- Excerpt provided:
▬▬▬▬▬▬

Scientists at the Bureau of Meteorology initiated statistical climate forecasts as early as
1910 by applying Darwin pressure (now known to be linked to the El Niño - Southern
Oscillation phenomenon) to provide a prediction of southern Australian rainfall. Although
further experimental monthly forecasts were prepared by the Bureau (based on patterns of
anticyclonicity), it was the remarkable increase in understanding of the mechanistic linkages
between the Southern Oscillation and El Niño in the late 1960s and subsequent validation of
earlier empirical analyses that led to the establishment of more scientifically acceptable seasonal
climate forecast systems in Australia and elsewhere. Simple linear, lagged, relationships
between the Southern Oscillation Index (SOI) and rainfall formed the basis of further
developments in statistical climate forecasts, whether by using multiple linear regression-based
systems or by applying slightly more sophisticated approaches such as principal component
analysis, cluster analysis, or discriminant analysis to identify more subtle patterns of SOI activity
(and rainfall patterns) over time as predictors in such schemes. Extension of such approaches,
using empirical orthogonal functions of both predictors and predictands, applied to sea-surface
temperature data formed a natural scientific progression from the earlier statistical attempts
and form the basis of most of the currently applied systems in Australia. It has been particularly
important to conduct independent verification in real time analyses and cross-validation
methods to identify any potential for ‘artificial skill’, especially where a high number of predictors
appear to provide an apparent increase in forecast skill but which, in fact, lead to a degradation
of the forecast system (eg. Nicholls, 1997). The need for more thorough understanding of the
underlying mechanisms responsible for variation in climate patterns and also climate predictors
has highlighted the value of coupled general circulation models (CGCMs) where, for example,
a 100-year integration of a CGCM on NINO4 and all-Australian rainfall produced a correlation
coefficient of -0.45 compared to the observed value of -0.53, thereby providing validity for those
approaches that apply such systems in any statistical climate forecast application (eg. Power et
al. 2005).
References
Nicholls N (1997) ‘Developments in climatology in Australia: 1946–1996’ Aust. Met. Mag. 46, 127–135.
Power S, Haylock M, Colman R, and X-Wang (2005) ‘Asymmetry in the Australian response to ENSO and
the predictability of inter-decadal changes in ENSO teleconnections’ BMRC Research Report No. 113
Australian Government Bureau of Meteorology Research Centre, Melbourne, 37pp.

▬▬▬▬▬▬

- Data extract:
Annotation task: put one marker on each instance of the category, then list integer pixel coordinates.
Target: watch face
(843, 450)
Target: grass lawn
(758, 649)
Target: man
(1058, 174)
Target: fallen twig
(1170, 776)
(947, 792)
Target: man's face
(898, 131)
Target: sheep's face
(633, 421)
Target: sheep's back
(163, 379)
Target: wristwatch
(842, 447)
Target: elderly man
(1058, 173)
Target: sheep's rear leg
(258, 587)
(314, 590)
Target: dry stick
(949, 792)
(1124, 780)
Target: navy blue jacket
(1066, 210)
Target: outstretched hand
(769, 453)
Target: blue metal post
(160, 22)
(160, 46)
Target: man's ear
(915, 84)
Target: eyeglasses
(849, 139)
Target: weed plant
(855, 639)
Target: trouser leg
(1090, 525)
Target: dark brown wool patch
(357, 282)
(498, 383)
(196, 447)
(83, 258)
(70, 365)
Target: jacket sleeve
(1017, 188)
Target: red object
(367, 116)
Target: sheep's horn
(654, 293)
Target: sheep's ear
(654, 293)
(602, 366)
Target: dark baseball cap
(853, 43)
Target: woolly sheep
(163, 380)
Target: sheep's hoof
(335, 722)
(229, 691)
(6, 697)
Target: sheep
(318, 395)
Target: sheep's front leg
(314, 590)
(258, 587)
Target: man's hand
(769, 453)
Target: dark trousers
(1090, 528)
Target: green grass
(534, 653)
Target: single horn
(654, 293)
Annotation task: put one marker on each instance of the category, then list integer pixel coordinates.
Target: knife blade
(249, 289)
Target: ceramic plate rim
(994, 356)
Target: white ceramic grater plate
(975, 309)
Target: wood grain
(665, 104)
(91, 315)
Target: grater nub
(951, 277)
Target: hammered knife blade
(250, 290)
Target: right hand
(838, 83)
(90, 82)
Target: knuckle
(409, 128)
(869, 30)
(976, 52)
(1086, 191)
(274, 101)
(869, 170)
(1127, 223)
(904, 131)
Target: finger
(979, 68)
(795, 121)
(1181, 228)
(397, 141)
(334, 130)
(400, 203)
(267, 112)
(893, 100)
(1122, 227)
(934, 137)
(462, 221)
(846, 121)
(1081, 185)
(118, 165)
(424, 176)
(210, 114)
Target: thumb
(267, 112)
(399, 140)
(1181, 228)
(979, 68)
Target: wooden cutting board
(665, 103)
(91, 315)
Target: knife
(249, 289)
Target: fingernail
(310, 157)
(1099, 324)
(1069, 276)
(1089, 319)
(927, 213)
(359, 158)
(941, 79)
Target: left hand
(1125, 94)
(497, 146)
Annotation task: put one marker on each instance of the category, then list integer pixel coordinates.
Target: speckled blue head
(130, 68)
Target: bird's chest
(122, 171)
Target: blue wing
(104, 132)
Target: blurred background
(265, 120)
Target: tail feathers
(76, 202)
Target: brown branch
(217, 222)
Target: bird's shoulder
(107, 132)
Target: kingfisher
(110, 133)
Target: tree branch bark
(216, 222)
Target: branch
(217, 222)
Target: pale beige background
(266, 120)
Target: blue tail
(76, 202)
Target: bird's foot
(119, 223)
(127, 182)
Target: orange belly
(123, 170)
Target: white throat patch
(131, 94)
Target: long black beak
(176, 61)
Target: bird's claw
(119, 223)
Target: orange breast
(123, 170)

▬▬▬▬▬▬

- Requirements:
1 – In the text on Australian climate forecasting, what correlation coefficient did the 100-year CGCM integration on NINO4 and all-Australian rainfall produce?
2 – Repeat word for word the part of the text on Australian climate forecasting starting with "Power S, Haylock" and going on through "Centre, Melbourne, 37pp.".

- Expected responses:
1 – -0.45

2 –
Power S, Haylock M, Colman R, and X-Wang (2005) ‘Asymmetry in the Australian response to ENSO and
the predictability of inter-decadal changes in ENSO teleconnections’ BMRC Research Report No. 113
Australian Government Bureau of Meteorology Research Centre, Melbourne, 37pp.